WHAT NEEDS TO BE DONE: Transcribe, word for word and without additions, each line below from the one containing "Box every visible white skirting" through the one containing "Box every visible glowing", both ends included.

GIVEN DATA:
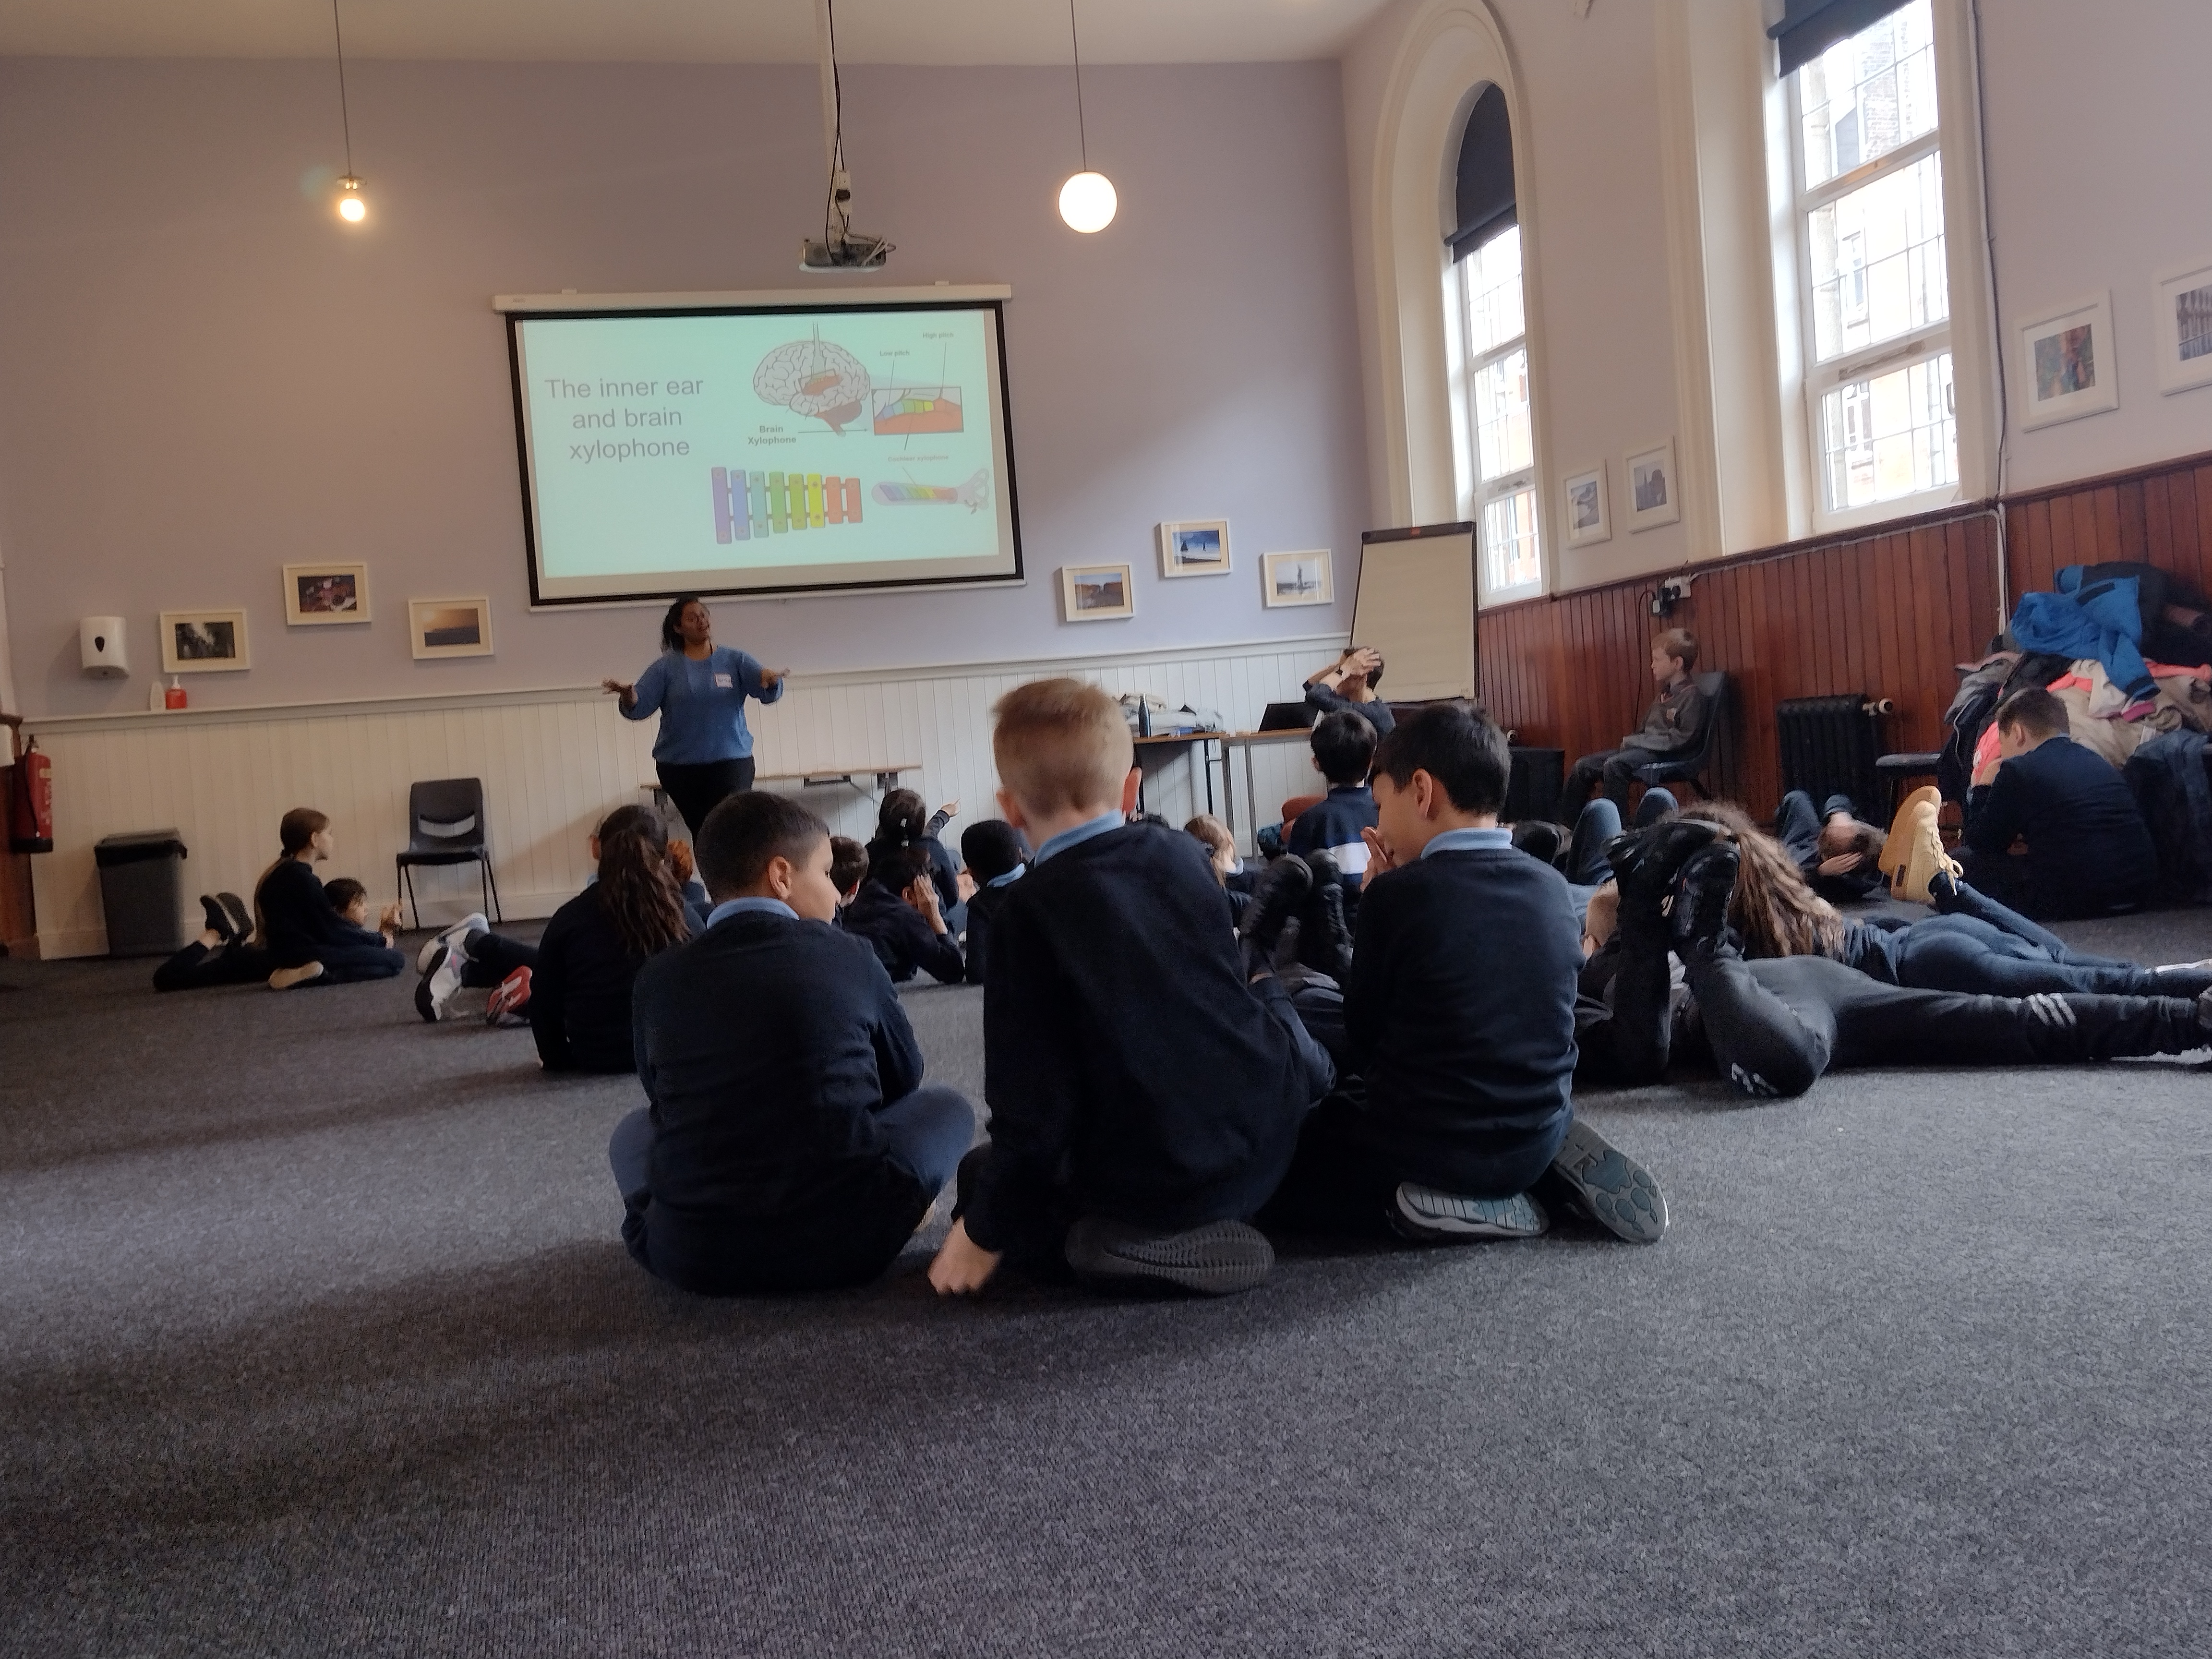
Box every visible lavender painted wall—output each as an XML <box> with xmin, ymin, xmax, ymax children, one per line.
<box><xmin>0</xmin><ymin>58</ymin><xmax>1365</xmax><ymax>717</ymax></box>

---

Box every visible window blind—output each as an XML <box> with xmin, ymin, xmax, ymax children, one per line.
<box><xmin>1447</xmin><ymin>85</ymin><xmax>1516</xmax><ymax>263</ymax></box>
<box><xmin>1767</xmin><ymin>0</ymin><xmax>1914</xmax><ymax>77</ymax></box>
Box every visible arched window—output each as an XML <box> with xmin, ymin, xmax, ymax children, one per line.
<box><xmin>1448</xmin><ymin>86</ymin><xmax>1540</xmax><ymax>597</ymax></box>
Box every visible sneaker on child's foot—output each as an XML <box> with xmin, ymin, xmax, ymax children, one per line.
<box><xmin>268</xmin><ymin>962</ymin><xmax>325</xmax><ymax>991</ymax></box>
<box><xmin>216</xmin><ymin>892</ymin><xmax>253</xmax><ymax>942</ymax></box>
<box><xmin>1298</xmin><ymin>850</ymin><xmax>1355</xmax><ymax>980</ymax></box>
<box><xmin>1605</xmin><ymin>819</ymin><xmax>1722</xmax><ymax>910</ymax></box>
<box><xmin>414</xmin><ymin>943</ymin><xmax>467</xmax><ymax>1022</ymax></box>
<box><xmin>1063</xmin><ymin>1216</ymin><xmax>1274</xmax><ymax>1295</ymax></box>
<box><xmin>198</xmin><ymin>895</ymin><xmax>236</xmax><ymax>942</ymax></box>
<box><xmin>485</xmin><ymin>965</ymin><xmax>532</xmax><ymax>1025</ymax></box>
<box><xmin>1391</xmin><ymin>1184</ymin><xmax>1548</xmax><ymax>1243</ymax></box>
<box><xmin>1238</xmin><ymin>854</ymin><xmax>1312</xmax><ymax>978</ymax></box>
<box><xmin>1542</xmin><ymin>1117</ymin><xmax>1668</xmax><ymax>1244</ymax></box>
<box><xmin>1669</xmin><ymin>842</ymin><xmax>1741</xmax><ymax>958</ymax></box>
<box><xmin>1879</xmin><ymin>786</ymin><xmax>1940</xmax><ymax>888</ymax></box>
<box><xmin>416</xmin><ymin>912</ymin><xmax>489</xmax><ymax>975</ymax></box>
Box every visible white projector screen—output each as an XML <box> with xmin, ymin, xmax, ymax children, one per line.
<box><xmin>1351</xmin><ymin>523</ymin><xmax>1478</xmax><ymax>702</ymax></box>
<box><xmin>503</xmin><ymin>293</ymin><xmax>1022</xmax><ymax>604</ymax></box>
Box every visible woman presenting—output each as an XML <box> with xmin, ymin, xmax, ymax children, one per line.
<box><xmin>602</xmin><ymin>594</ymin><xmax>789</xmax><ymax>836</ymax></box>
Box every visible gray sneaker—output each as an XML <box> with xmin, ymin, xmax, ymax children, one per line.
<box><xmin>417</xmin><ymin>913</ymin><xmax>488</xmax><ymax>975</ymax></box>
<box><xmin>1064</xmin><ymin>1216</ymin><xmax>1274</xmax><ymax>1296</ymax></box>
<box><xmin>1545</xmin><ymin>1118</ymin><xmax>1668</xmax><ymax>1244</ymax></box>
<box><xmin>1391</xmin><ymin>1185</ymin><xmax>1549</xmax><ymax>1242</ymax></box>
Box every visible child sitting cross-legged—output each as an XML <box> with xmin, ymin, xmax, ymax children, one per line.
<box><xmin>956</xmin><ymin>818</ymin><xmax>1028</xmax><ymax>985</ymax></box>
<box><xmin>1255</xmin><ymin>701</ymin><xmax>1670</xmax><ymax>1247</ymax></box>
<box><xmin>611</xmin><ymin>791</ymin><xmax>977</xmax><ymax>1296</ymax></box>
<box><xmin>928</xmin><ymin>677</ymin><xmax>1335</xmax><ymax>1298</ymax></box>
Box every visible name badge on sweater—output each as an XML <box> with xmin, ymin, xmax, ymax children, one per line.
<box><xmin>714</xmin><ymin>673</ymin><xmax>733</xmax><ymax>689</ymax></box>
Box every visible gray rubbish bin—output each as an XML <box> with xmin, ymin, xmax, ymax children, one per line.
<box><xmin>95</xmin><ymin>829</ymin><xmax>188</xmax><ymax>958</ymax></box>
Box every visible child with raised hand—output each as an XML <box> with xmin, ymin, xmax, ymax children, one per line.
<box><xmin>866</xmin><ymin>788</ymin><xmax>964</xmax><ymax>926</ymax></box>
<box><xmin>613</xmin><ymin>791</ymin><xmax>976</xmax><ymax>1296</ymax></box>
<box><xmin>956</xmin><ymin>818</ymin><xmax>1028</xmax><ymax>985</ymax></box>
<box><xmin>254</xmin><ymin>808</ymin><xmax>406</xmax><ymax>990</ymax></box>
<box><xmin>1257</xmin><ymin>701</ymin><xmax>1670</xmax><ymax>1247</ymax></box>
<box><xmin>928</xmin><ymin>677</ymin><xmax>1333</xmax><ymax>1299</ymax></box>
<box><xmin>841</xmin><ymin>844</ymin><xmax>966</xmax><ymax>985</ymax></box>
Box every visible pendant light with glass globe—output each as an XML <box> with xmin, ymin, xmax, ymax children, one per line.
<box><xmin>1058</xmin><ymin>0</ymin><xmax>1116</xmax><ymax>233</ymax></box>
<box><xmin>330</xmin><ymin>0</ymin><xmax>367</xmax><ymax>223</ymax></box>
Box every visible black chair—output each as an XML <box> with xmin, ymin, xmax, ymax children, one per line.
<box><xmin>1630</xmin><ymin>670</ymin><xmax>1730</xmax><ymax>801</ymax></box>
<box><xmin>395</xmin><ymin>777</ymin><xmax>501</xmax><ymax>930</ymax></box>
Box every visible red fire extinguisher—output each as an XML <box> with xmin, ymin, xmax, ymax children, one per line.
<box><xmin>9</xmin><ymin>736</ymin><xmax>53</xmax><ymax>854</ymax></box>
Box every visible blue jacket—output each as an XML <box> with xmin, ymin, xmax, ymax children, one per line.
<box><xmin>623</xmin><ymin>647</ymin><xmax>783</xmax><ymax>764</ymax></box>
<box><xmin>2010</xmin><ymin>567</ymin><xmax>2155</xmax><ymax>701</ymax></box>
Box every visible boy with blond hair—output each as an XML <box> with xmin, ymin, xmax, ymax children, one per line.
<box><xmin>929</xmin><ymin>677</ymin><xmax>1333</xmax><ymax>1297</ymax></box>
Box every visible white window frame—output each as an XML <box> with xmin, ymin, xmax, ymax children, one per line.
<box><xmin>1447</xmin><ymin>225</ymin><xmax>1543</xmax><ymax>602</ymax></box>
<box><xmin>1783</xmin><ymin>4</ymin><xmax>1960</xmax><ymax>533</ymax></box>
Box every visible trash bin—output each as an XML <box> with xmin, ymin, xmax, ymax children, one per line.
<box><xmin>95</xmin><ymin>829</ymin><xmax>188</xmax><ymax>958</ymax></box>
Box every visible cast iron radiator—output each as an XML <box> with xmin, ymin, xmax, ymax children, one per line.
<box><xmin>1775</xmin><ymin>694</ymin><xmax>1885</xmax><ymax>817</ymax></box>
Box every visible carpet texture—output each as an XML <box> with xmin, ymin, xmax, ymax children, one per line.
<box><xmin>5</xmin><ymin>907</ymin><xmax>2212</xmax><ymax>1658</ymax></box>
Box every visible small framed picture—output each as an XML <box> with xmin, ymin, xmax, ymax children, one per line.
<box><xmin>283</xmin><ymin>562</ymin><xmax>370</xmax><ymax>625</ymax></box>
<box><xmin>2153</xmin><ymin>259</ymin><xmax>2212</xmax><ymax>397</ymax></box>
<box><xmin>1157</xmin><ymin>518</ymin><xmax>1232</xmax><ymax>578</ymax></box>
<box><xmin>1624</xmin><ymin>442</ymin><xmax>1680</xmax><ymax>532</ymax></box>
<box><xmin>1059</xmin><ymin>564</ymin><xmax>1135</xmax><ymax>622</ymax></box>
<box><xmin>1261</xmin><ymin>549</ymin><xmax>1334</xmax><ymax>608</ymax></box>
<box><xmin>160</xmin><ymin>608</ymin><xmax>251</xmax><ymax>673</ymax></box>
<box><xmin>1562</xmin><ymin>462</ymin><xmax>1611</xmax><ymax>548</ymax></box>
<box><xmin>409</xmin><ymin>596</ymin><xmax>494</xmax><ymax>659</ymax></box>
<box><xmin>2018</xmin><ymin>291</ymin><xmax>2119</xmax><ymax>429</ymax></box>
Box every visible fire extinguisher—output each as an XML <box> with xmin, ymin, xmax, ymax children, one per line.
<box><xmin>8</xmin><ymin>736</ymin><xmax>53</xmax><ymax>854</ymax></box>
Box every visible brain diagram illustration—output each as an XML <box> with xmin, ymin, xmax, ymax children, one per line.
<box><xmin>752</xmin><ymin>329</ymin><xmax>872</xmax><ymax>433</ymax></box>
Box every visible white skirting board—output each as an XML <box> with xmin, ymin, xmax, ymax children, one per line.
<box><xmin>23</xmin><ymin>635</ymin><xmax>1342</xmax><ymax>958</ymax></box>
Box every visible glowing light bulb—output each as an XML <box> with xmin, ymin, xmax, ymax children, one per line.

...

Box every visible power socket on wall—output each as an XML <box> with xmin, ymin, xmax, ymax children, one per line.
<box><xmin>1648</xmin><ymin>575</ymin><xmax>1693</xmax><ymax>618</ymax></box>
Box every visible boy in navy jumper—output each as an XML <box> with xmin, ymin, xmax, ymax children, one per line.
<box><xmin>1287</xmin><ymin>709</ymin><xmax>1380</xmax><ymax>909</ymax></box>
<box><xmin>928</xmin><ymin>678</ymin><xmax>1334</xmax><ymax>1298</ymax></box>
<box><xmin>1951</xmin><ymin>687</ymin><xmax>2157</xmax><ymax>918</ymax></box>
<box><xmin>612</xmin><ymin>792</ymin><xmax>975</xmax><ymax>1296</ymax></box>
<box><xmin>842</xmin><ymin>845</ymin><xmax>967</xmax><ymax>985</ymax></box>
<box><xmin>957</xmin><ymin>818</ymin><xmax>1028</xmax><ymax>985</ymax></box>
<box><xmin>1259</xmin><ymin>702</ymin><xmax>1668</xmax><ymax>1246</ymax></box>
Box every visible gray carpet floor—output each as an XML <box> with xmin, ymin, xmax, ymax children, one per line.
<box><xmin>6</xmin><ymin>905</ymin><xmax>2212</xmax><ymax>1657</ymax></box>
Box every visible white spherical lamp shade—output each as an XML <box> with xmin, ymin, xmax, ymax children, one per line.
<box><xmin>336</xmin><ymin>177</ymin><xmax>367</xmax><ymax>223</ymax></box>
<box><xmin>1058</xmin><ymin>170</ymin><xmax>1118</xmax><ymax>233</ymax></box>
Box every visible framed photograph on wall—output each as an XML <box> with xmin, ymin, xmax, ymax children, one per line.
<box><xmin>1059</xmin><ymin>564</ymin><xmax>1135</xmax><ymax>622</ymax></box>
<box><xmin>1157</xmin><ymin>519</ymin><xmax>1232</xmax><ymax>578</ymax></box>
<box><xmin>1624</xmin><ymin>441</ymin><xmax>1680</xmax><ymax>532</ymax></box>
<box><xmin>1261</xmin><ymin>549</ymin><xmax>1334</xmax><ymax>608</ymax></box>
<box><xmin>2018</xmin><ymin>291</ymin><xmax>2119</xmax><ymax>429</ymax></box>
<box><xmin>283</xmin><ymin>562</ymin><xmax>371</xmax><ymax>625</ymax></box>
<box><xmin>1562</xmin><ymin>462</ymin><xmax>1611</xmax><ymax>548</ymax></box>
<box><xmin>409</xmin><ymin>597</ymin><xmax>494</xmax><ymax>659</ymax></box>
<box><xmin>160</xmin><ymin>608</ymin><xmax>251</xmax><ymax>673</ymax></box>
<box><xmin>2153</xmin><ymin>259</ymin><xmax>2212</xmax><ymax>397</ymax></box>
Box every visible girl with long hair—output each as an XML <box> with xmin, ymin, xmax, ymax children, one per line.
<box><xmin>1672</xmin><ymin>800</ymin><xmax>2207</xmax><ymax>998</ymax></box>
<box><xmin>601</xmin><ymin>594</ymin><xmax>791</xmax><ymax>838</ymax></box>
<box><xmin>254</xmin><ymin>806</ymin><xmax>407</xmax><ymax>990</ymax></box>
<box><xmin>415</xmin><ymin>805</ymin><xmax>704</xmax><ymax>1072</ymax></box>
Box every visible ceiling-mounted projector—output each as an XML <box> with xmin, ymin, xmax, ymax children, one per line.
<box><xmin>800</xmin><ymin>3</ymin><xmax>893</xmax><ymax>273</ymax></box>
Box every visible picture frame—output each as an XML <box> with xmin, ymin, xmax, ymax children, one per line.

RESPONSE TO THE TASK:
Box every visible white skirting board—output each as an XML <box> with xmin, ymin, xmax, ymax children, one per line.
<box><xmin>23</xmin><ymin>635</ymin><xmax>1342</xmax><ymax>958</ymax></box>
Box every visible glowing light bulb—output each as an XML <box> with xmin, ymin, xmax, ymax children, one per line.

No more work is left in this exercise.